Recopiez à l'identique, dans l'extrait sur Tell Beydar, tout le passage qui va de « Tell Beydar, l’antique » jusqu'à « se réduit considérablement. ».

■ Extrait
===============
Les équipes européennes comprennent à ce jour des scientifiques des universités de Bruxelles, Venise, Madrid, Munich et Coimbra sous la coordination du Centre Européen de Recherches sur la Haute Mésopotamie (dir. M. Lebeau).
Tell Beydar, l’antique cité de Nabada, est une ville de taille moyenne, construite sur plusieurs terrasses et protégée par deux murs d’enceinte et sept portes. Son occupation principale remonte au 3e millénaire avant notre ère (vers 2900-2100 av. J.-C.).
Les bâtiments les plus importants (le Palais et les Temples) sont situés au centre de la ville haute. Des édifices de nature économique sont construits tout autour. Les quartiers de maisons privées sont localisés plus loin en périphérie.
Les plus anciens documents écrits de Syrie furent découverts ici (~ 2450 av. J.-C.). A l’époque, la cité est une ville importante du Royaume de Nagar (Tell Brak). A l’époque akkadienne (~ 2330-2100 av. J.-C.), la taille de la cité se réduit considérablement.
Après une longue interruption, le site est réoccupé à l’époque hellénistique (~ 175-50 av. J.-C.).
Tell Beydar: emplacement des chantiers de fouilles (2010)
Palais de l’acropole (~ 2450 av. J.-C.)
Le Palais de l’acropole de Tell Beydar est situé au sommet d’une terrasse au N de l’acropole, dans une situation privilégiée au centre de la ville.
Il fut construit vers 2500 av. J.-C. (phase 1). Plus tard, son plan de base fut modifié à deux reprises. Dans la deuxième phase, deux ailes de pièces de stockage furent ajoutées à l’E et au NO. Plus tard encore, les sols de la partie O du bâtiment furent surhaussés et de nouvelles pièces furent construites à un niveau plus élevé (phase 3). La phase 2 du bâtiment fut choisie pour les travaux de restauration.
La salle d’audience triangulaire à l’O du Palais perdit sa fonction puisque la cité n’était plus indépendante. Le bâtiment remplit quatre fonctions: (1) c’était le centre de l’administration de Nabada et de son territoire; (2) les autorités hébergeaient les visiteurs de marque en ce lieu; (3) des marchandises de valeur y étaient entreposées et (4) c’était le siège du gouvernement de la cité. Seules la suite de réception et les pièces de stockage ont été préservées. L’administration et les appartements privés étaient situés à l’étage, effondré depuis lors. On accédait au Palais par le S, dans la partie la plus élevée de la Grand-Rue. Une pièce d’entrée livre accès à la cour centrale, qui, pour sa part, ouvre sur la plupart des pièces du rez-de-chaussée.
Porte de l’acropole et Grand-Rue (~ 2400 av. J.-C.)
La Porte de l’acropole marque la limite S de l’acropole qui abrite les bâtiments les plus importants liés au pouvoir local: le Palais, les Temples A, B, C & D, les entrepôts et les ateliers.
Son importance est soulignée par une porte munie de plusieurs ressauts, au sommet d’un escalier fait de dalles de basalte. La porte contrôle l’accès au secteur officiel de Nabada et est installée sur la Grand-Rue, la voie majeure de la cité qui relie la porte S de la ville haute à l’entrée du Palais de l’acropole, sur la terrasse sommitale.
===============
■ Extraits de données
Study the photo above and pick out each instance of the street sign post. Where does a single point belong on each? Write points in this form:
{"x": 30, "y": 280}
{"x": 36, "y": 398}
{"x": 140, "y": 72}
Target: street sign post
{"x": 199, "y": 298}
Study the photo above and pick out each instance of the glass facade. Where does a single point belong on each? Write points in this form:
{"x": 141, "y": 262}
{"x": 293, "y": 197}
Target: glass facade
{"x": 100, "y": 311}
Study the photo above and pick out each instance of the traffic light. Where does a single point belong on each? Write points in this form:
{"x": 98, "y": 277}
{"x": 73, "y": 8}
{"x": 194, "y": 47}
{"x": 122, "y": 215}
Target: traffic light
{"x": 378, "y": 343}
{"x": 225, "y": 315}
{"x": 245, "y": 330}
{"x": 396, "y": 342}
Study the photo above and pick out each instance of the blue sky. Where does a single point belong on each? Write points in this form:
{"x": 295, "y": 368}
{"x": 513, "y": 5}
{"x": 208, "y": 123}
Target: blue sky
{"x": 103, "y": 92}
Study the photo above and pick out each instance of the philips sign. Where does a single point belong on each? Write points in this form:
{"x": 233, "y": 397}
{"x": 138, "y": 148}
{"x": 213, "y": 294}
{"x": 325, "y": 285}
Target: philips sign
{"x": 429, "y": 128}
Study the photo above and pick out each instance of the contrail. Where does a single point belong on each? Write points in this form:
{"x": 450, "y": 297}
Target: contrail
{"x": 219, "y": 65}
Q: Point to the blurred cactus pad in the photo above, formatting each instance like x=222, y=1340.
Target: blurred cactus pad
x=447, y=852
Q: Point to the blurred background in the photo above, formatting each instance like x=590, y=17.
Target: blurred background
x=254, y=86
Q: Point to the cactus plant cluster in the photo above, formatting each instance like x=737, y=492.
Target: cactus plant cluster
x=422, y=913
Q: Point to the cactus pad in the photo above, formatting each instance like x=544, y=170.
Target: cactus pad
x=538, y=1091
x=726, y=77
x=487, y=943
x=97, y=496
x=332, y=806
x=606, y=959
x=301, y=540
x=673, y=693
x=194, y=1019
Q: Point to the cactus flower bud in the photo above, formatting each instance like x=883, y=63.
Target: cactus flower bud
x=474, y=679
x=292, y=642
===============
■ Réponse attendue
Tell Beydar, l’antique cité de Nabada, est une ville de taille moyenne, construite sur plusieurs terrasses et protégée par deux murs d’enceinte et sept portes. Son occupation principale remonte au 3e millénaire avant notre ère (vers 2900-2100 av. J.-C.).
Les bâtiments les plus importants (le Palais et les Temples) sont situés au centre de la ville haute. Des édifices de nature économique sont construits tout autour. Les quartiers de maisons privées sont localisés plus loin en périphérie.
Les plus anciens documents écrits de Syrie furent découverts ici (~ 2450 av. J.-C.). A l’époque, la cité est une ville importante du Royaume de Nagar (Tell Brak). A l’époque akkadienne (~ 2330-2100 av. J.-C.), la taille de la cité se réduit considérablement.